» **Teks Sumber**
===

Bancingah Dalam terletak di bagian dalam tembok keliling bangunan tempat tinggal. Dahulu pada bagian ini terdapat dua bangsal penjagaan dan sebuah kubah kecil yang terletak di sudut tenggara. Dua bangsal pada Bancingah Dalam digunakan pula sebagai tempat penyimpanan tombak. Seluruh bangunan tersebut sudah hancur dan hanya menyisakan tembok keliling dengan dua gapura bentar yang menghadap ke timur dan tenggara. Gapura yang menghadap ke tenggara merupakan akses menuju ke Bancingah Luar. Bancingah Luar yang terletak di bagian luar tembok keliling terdiri atas dua bagian, yaitu pelataran yang tinggi dan rendah. Pada bagian pelataran rendah terdapat bangunan dengan atap mirip kubah yang disebut Balai Tajuk, berdenah segi empat, bertiang empat, dan beratap genteng.
- Bangunan pemandian
Bangunan pemandian terletak di sebuah lembah yang terdiri atas tiga kolam atau telaga. Kini hanya dua kolam yang tersisa, yakni Kolam Padmawangi dan Telaga Segara Anak, sementara satu kolam lain sudah dibongkar beserta sebuah gapura paduraksa yang merupakan pintu masuk kolam tersebut. Setelah dibongkar, di atas lahannya dibangun sebuah kolam renang berukuran 50 x 15 meter. Kolam renang ini dibangun pada tahun 1967 dengan nama Kolam Renang Ikan Duyung.
Kolam Padmawangi terletak sekitar 25 meter di sebelah utara Kolam Renang Ikan Duyung pada sebuah dataran yang lebih tinggi. Kolam ini dinamakan Padmawangi karena ditumbuhi banyak bunga padma yang harum mewangi. Di sebelah selatan kolam ini terdapat cungkup Air Awet Muda yang di dalamnya terdapat mata air yang diyakini memiliki khasiat awet muda. Oleh umat Hindu di Lombok mata air ini dipercaya merupakan pertemuan dari tiga mata air yang terdapat di Lingsar, Suranadi, dan Narmada. Konon kolam ini merupakan tempat mandi dayang-dayang istana yang dipandangi oleh sang raja dari sebuah bangunan yang bernama Balai Terang. Setelah raja memandangi dayang-dayang tersebut, kemudian akan dipilih di antara mereka yang akan dijadikan selir.
Pada dataran yang lebih rendah dari Kolam Padmawangi terdapat Telaga Segara Anak yang merupakan kolam terbesar di Kompleks Taman Narmada. Telaga Segara Anak digunakan sebagai tempat melaksanakan upacara Pakelem, diberi nama Segara Anak karena merupakan miniatur Danau Segara Anak yang terdapat di Gunung Rinjani. Berdasarkan peta Roo de la Faille, telaga ini diberi label Telaga Ageng. Pada tepian telaga di bagian paling timur terdapat sebuah pancuran berbentuk gajah dalam posisi setengah berdiri. Di hadapan pancuran ini terdapat arca berwujud kesatria di atas lapik segi empat. Tangan kiri arca sedang memegang sebuah busur panah, tangan kanan memegang anak panah sambil menarik tali busur panah dan membidik ke arah pancuran gajah. Berdasarkan peta, dahulu arca ini dikawal oleh dua arca pendamping yang diberi label Sangaji oleh Roo de la Faille, namun kini kedua arca tersebut sudah tidak ada. Pada sisi utara telaga terdapat sebuah miniatur candi yang terbuat dari bata yang berfungsi pula sebagai pancuran. Di bagian puncak miniatur candi terdapat relief bulan/matahari yang terbuat dari tembaga yang kini disimpan oleh pengelola Taman Narmada.

===

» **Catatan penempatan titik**
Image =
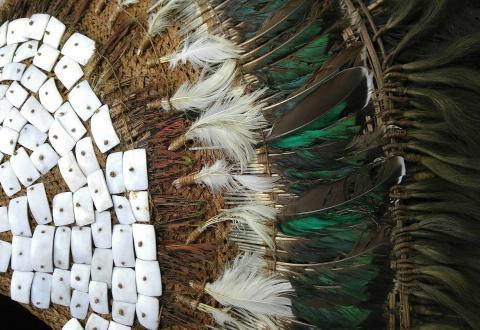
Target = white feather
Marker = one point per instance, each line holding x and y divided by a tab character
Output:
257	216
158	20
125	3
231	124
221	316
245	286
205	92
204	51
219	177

===

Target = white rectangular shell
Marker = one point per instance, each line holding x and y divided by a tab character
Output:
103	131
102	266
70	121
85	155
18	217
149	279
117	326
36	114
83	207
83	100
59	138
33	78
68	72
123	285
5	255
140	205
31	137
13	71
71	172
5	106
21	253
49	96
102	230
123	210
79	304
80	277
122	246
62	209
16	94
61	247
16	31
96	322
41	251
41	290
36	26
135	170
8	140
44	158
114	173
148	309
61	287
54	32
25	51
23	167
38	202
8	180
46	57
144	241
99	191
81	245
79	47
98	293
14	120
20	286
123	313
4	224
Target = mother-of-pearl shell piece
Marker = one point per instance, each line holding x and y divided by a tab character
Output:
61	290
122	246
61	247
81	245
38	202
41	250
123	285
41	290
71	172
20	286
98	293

===

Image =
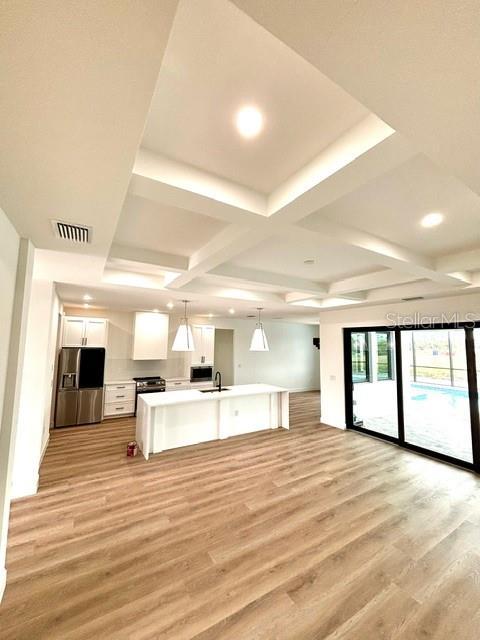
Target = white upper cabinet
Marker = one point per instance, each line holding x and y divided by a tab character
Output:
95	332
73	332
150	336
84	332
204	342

===

» **Tujuan Latihan**
Teruskan teks tentang Taman Narmada setelah kalimat terakhir yang ditampilkan. Daftar di atas diambil dari sumber yang berbeda dengan teks.

» **Jawaban Latihan**
- Bangunan pemujaan atau pura
Bangunan pemujaan yang terdapat di Kompleks Taman Narmada adalah Pura Kelasa. Pura ini merupakan salah satu pura tertua di Lombok yang berstatus sebagai pura jagat, yang berarti bahwa seluruh pemeluk Hindu, khususnya di Lombok, diperbolehkan melakukan upacara religi di Pura Kelasa. Berdasarkan arah hadap meru, pura ini menghadap ke selatan, namun jika diperhatikan arah hadap kori agungnya, Pura Kelasa menghadap ke arah barat. Khusus untuk bangunan pura ini dipergunakan juga sistem pembagian tiga halaman yang mengacu kepada konsep Triloka yang terdiri: halaman Jaba paling luar, Jaba tengah, dan daleman /Jeroan.
Jaba Luar terbentuk dari 5 sampai 6 undakan yang makin ke arah belakang (Jaba Dalam/Jeroan) semakin tinggi. Halaman Jaba Tengah berupa pelataran terbuka (tanpa tembok), terutama sisi barat dan selatan. Terdapat dua pintu masuk berbentuk gapura bentar, yaitu gapura yang menghadap ke barat dan gapura yang menghadap ke selatan. Di bagian belakang gapura yang menghadap ke barat terdapat dua bangunan Bale Dana yang merupakan bangunan terbuka (tanpa dinding) dan bertiang enam. Beberapa sebutan lain bangunan Bale Dana adalah Bale Gong (tempat menyimpan/menabuh gamelan) dan Bale Kembar (bentuknya sama).
Halaman terdalam, yakni Jaba Dalam (Jeroan), merupakan bagian yang paling suci yang dikelilingi oleh tembok bata. Pintu masuk Jeroan ada dua, yaitu Gapura Kori Agung dan Gapura Kori, yang keduanya berada pada posisi tegak lurus dengan gapura bentar yang terdapat pada halaman Jaba Tengah. Gapura Kori Agung merupakan gapura yang berukuran relatif lebih tinggi jika dibandingkan dengan Gapura Kori (gapura beratap). Gapura ini menghadap ke arah barat, pada bagian puncaknya terdapat hiasan kala dan pada bagian depan gapura terdapat dua arca Dwarapala yang sedang memegang gada.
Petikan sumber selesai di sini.